指示 =>
映画の感想文の「妻ががんで余命一年と医師に告」から「この映画を観て思い浮かべたのはこの言葉です。」までを、「劇中劇」を「作中作」に置き換えて書き直してもらえますか。

***** 本文 *****

発行人日記

図書出版 のぶ工房の発行人の日々です。
本をつくる話、映画や博物館、美術館やコンサートの話など。

健やかなるときも、病めるときも

2011年01月10日 | 映画
 僕と妻の1778の物語http://www.bokutsuma.jp/index.html試写会。イムズホール。
 何を書いてもネタバレにはなりにくい。あらすじはCMの通りだから。
 妻ががんで余命一年と医師に告げられたSF作家の夫は、小説で妻を笑わせて免疫力を上げて長生きさせようと、妻のためだけに毎日原稿用紙三枚以上の短編小説を書くことを決意する。それまでの仕事と並行して。途中からは、高価な新薬の抗がん剤費用を捻出するために仕事を増やしたその上で、闘病中の妻に毎日毎日小説を書き続けるという話。
 1778を365で割ると、5弱かな。宣告を受けてからそのことを思いつくまですこし時間があるから、結局作家の妻は、五年くらいは生きたのである。自分のために毎日小説を書くと聞いたところで妻は「自分はもうじき死ぬんだな」と悟ってしまうんだけどね。
 泣け泣けといった感じじゃない、ハートフルな映画だから大丈夫。たんたんと日々が過ぎて行って、いつか最終回となるまで。
 そのお話のいくつかが映画の中に登場する。素敵な劇中劇。それが楽しい。だから二時間二十分近くが、あっというまです。絵もきれい。     
 世界はこんなに美しい。レトロな病院もなかなかいいと思います。
 「その健やかなるときも、病めるときも、喜びのときも、悲しみのときも、富めるときも、貧しいときも、これを愛し、これを敬い、これを慰め、これを助け、その命ある限り、真心を尽くすことを誓いますか。」
 この映画を観て思い浮かべたのはこの言葉です。
 コンカツ中の方におすすめしたい映画だと思いました。ぜひとも。

***** 表示エントリ *****

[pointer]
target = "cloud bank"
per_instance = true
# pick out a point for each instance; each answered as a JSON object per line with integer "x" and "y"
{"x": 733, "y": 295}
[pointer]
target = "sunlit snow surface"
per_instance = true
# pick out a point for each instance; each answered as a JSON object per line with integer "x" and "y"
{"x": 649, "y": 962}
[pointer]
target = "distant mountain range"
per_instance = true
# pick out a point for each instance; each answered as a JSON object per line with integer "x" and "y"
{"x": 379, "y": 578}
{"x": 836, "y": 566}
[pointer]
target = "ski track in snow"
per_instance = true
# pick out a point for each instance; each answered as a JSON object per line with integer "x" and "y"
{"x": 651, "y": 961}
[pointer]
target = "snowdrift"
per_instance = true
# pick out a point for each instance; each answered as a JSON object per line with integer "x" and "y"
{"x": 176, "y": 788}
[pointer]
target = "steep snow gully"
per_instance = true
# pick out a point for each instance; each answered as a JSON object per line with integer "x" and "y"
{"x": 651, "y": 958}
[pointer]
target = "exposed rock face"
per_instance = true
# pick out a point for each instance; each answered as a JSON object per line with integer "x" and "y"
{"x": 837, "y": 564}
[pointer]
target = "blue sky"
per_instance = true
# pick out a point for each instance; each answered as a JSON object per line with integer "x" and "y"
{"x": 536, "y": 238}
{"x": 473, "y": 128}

*****
***** 表示エントリ *****

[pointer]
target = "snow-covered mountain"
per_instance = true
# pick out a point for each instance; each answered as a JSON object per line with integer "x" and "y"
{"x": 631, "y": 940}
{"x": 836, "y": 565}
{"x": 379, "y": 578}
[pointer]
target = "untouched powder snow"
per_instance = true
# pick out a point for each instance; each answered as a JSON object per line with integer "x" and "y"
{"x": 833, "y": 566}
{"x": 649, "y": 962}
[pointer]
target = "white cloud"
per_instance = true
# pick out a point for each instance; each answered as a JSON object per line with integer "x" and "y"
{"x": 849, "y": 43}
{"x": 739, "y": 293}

*****

実行結果 =>
妻ががんで余命一年と医師に告げられたSF作家の夫は、小説で妻を笑わせて免疫力を上げて長生きさせようと、妻のためだけに毎日原稿用紙三枚以上の短編小説を書くことを決意する。それまでの仕事と並行して。途中からは、高価な新薬の抗がん剤費用を捻出するために仕事を増やしたその上で、闘病中の妻に毎日毎日小説を書き続けるという話。
 1778を365で割ると、5弱かな。宣告を受けてからそのことを思いつくまですこし時間があるから、結局作家の妻は、五年くらいは生きたのである。自分のために毎日小説を書くと聞いたところで妻は「自分はもうじき死ぬんだな」と悟ってしまうんだけどね。
 泣け泣けといった感じじゃない、ハートフルな映画だから大丈夫。たんたんと日々が過ぎて行って、いつか最終回となるまで。
 そのお話のいくつかが映画の中に登場する。素敵な作中作。それが楽しい。だから二時間二十分近くが、あっというまです。絵もきれい。     
 世界はこんなに美しい。レトロな病院もなかなかいいと思います。
 「その健やかなるときも、病めるときも、喜びのときも、悲しみのときも、富めるときも、貧しいときも、これを愛し、これを敬い、これを慰め、これを助け、その命ある限り、真心を尽くすことを誓いますか。」
 この映画を観て思い浮かべたのはこの言葉です。